Can you set out every line of the items below as a Markdown table with the columns Row and Line, leaving out any blank lines?

Collected data:
□ □ □ □

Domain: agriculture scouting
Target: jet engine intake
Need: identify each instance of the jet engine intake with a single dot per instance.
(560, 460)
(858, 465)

□ □ □ □

TASK SOLUTION:
| Row | Line |
|---|---|
| 1 | Domain: agriculture scouting |
| 2 | Target: jet engine intake |
| 3 | Need: identify each instance of the jet engine intake with a single dot per instance. |
| 4 | (560, 460) |
| 5 | (858, 465) |